- TO BE DONE -
Locate every line in the items below that contains the word "frame" and copy each one. Case counts.

(Excerpts from point annotation records)
--------------------------------
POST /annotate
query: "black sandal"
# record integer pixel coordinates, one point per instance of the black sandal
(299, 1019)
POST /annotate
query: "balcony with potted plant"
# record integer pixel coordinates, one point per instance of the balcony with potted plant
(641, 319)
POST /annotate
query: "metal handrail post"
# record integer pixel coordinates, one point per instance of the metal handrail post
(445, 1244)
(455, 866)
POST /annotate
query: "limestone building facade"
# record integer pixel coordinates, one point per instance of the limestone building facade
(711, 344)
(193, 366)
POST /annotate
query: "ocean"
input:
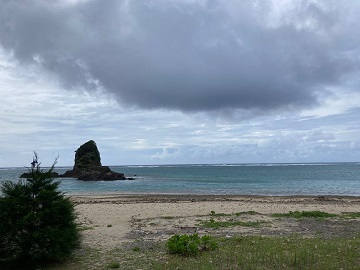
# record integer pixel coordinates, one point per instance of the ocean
(220, 179)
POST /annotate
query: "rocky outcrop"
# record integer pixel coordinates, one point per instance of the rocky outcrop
(88, 166)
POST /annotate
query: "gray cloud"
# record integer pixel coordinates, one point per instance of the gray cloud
(190, 55)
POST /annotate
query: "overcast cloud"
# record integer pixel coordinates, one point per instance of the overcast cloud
(181, 81)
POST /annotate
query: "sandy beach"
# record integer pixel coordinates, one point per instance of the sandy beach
(112, 220)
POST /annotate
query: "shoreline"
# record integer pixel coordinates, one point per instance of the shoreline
(169, 198)
(112, 220)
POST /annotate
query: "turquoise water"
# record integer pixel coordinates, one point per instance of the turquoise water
(232, 179)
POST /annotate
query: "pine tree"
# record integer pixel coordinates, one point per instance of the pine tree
(37, 221)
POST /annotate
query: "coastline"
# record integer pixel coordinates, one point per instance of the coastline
(120, 218)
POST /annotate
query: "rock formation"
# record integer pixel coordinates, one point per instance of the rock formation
(88, 166)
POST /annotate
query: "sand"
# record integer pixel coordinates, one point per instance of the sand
(112, 220)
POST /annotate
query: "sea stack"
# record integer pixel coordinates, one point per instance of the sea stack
(88, 166)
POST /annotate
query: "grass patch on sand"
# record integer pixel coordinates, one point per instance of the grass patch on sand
(305, 214)
(256, 252)
(230, 223)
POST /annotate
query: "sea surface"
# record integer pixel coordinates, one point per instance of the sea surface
(220, 179)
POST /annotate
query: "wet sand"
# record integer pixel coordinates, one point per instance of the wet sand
(110, 219)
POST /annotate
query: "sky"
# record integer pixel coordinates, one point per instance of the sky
(180, 81)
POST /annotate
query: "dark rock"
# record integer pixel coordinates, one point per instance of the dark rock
(88, 166)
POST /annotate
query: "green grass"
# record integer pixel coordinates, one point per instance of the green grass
(256, 252)
(113, 265)
(224, 224)
(213, 214)
(248, 252)
(305, 214)
(352, 215)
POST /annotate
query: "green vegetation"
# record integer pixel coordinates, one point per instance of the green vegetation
(213, 214)
(231, 223)
(190, 245)
(37, 222)
(305, 214)
(352, 215)
(247, 213)
(256, 252)
(247, 252)
(113, 265)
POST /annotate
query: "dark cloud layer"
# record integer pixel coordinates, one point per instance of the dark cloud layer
(190, 55)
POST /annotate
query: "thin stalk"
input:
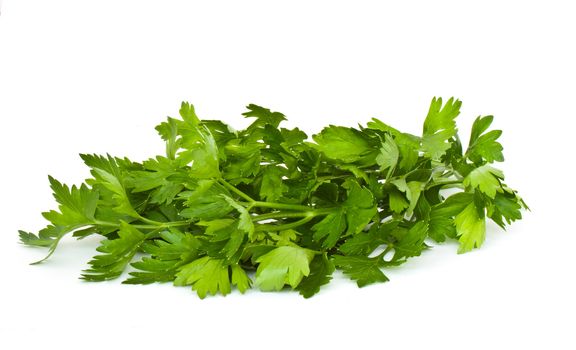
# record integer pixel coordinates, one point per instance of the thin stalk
(290, 214)
(235, 190)
(280, 206)
(288, 226)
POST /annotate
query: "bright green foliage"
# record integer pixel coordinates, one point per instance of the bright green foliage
(267, 207)
(206, 276)
(471, 228)
(486, 179)
(283, 265)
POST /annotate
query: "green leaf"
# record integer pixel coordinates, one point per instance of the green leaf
(206, 276)
(199, 149)
(330, 227)
(283, 265)
(361, 269)
(411, 244)
(174, 249)
(486, 179)
(388, 156)
(272, 187)
(245, 223)
(240, 279)
(117, 254)
(441, 117)
(206, 201)
(440, 127)
(484, 147)
(347, 145)
(360, 206)
(321, 269)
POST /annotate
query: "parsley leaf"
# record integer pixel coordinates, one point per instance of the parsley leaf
(269, 208)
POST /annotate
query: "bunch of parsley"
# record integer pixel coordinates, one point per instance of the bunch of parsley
(264, 206)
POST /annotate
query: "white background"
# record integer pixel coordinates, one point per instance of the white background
(97, 76)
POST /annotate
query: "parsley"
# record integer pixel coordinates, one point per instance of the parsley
(264, 207)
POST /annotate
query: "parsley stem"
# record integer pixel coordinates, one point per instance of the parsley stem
(280, 206)
(235, 190)
(290, 214)
(288, 226)
(156, 225)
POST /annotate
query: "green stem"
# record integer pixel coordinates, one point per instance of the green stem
(280, 206)
(283, 214)
(155, 225)
(288, 226)
(235, 190)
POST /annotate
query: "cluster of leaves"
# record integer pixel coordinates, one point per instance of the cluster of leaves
(263, 206)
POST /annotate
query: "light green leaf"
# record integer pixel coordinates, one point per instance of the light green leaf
(486, 179)
(206, 276)
(283, 265)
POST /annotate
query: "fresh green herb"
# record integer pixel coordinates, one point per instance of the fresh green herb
(263, 206)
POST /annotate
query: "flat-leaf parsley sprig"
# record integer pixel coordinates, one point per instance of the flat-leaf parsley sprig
(266, 206)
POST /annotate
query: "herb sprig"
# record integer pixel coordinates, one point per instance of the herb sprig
(265, 206)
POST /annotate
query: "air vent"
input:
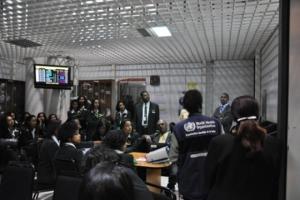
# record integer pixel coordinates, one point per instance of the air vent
(143, 32)
(24, 43)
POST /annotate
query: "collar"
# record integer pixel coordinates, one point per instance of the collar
(124, 112)
(70, 144)
(54, 138)
(119, 151)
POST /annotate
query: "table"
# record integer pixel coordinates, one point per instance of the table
(153, 172)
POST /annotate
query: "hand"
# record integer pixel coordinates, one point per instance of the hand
(147, 138)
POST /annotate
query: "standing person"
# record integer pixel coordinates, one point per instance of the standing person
(28, 139)
(73, 112)
(245, 165)
(46, 171)
(122, 114)
(69, 136)
(223, 113)
(94, 116)
(41, 123)
(146, 116)
(192, 137)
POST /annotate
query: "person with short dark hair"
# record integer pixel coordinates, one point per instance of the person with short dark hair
(28, 140)
(116, 140)
(133, 139)
(146, 115)
(101, 153)
(94, 117)
(73, 112)
(223, 113)
(121, 114)
(246, 164)
(107, 181)
(46, 170)
(69, 136)
(192, 137)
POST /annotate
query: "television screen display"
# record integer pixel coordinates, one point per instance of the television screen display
(52, 76)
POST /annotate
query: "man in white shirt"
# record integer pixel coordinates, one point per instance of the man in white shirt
(146, 115)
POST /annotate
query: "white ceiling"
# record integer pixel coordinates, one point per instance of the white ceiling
(103, 32)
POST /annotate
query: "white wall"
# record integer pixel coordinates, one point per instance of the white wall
(267, 77)
(234, 77)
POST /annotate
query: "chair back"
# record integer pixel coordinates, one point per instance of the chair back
(67, 188)
(17, 181)
(66, 167)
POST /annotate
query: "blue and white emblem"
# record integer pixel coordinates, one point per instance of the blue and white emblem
(189, 126)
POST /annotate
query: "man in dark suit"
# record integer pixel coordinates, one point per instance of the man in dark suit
(223, 113)
(146, 115)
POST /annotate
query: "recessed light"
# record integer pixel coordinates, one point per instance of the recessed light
(161, 31)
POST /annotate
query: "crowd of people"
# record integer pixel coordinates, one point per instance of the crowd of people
(211, 158)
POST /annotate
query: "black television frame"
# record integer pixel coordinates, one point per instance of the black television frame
(53, 86)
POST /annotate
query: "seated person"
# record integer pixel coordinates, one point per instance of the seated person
(8, 140)
(46, 170)
(132, 143)
(69, 136)
(161, 138)
(116, 140)
(102, 153)
(107, 181)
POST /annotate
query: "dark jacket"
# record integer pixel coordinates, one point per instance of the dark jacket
(68, 152)
(231, 174)
(119, 118)
(153, 117)
(193, 136)
(46, 169)
(225, 117)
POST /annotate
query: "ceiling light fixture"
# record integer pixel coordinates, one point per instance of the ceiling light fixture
(161, 31)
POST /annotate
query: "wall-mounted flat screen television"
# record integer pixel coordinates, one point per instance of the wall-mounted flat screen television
(52, 76)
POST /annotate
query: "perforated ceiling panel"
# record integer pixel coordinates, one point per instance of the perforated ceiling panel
(105, 31)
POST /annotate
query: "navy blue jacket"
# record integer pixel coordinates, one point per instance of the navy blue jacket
(193, 136)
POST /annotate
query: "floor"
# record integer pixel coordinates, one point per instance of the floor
(48, 195)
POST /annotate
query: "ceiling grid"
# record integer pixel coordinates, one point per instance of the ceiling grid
(104, 32)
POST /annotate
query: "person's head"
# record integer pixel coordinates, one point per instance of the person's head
(172, 126)
(82, 101)
(100, 153)
(245, 111)
(41, 117)
(52, 117)
(69, 132)
(120, 106)
(102, 127)
(126, 126)
(25, 115)
(184, 114)
(74, 105)
(10, 122)
(77, 122)
(162, 126)
(52, 128)
(224, 98)
(107, 181)
(115, 139)
(192, 101)
(30, 122)
(145, 96)
(95, 104)
(12, 114)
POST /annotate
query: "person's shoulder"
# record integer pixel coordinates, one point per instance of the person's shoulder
(272, 143)
(223, 139)
(153, 104)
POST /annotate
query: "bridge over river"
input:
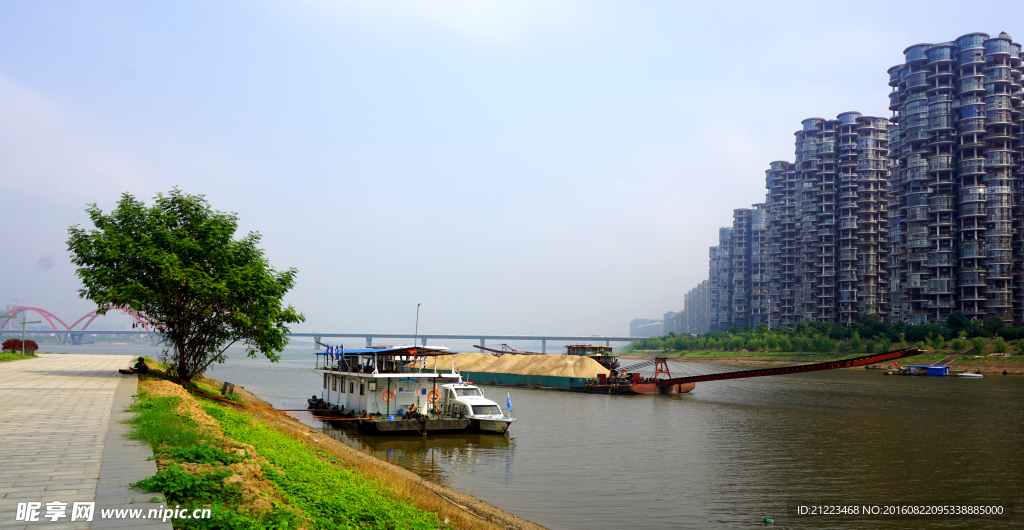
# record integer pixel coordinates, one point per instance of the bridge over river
(143, 326)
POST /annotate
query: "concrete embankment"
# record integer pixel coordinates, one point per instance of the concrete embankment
(62, 442)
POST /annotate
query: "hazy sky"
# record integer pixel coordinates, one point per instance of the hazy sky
(518, 167)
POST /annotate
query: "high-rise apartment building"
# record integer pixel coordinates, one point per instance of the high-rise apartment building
(695, 310)
(738, 284)
(956, 188)
(827, 223)
(720, 282)
(645, 327)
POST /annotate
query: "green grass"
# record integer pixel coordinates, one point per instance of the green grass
(203, 387)
(331, 495)
(15, 356)
(157, 423)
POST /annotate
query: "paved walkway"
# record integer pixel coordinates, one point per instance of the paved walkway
(60, 441)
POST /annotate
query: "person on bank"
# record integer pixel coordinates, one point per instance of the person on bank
(140, 367)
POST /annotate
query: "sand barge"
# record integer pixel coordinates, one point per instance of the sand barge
(521, 370)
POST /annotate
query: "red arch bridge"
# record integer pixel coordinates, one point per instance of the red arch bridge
(62, 332)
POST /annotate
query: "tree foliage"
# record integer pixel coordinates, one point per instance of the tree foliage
(177, 263)
(15, 346)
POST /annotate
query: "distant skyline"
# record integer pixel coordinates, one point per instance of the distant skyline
(516, 167)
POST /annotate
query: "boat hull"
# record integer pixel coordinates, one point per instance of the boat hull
(415, 426)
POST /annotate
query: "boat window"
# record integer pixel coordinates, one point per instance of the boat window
(486, 409)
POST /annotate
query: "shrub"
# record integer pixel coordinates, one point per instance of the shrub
(203, 454)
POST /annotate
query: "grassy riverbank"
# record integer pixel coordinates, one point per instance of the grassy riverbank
(258, 469)
(1013, 365)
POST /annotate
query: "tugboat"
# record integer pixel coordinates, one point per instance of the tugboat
(391, 390)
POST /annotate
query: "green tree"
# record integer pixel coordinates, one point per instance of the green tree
(993, 324)
(177, 263)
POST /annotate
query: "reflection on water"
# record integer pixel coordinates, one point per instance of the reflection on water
(435, 457)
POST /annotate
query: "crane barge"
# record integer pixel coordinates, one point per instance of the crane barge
(622, 382)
--------------------------------
- SOLUTION TO THIS EXERCISE -
query: "black television frame"
# record integer pixel coordinates, one point per instance of the black television frame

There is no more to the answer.